• **Directions for this task**:
Among the entries that follow, some lines contain the word "boat". Show all of them.

#### Dataset records

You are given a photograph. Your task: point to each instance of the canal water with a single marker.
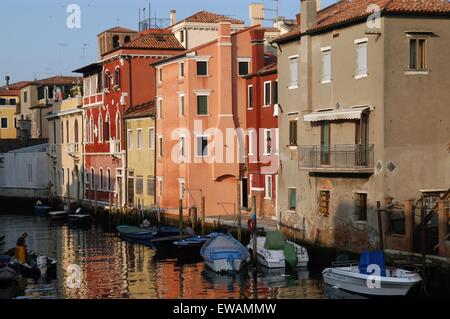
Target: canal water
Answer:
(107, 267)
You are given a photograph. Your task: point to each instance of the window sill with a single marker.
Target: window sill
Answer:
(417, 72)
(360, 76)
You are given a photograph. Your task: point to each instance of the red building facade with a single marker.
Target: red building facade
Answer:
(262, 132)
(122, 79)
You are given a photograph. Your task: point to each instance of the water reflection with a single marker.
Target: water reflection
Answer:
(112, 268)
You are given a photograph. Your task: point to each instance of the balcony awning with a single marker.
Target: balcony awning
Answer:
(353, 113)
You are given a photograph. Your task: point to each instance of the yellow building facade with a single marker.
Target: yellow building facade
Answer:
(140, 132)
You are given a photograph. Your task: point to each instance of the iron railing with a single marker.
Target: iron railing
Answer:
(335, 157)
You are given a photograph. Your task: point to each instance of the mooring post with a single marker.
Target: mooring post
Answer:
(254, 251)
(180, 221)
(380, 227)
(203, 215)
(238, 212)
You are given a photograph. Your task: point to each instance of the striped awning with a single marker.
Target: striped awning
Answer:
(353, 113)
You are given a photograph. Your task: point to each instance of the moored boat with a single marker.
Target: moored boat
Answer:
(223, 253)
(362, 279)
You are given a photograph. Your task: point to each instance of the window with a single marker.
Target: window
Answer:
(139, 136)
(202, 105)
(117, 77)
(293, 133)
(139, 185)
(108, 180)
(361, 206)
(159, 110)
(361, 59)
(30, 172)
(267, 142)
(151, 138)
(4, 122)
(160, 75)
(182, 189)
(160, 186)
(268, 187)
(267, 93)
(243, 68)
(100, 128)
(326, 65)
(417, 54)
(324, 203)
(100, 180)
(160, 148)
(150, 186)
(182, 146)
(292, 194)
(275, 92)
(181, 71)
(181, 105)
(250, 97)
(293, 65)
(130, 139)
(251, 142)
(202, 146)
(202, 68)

########

• **Exercise result**:
You are given a photograph. Your task: point to each instance of the moored boat with a single marker.
Target: moored boat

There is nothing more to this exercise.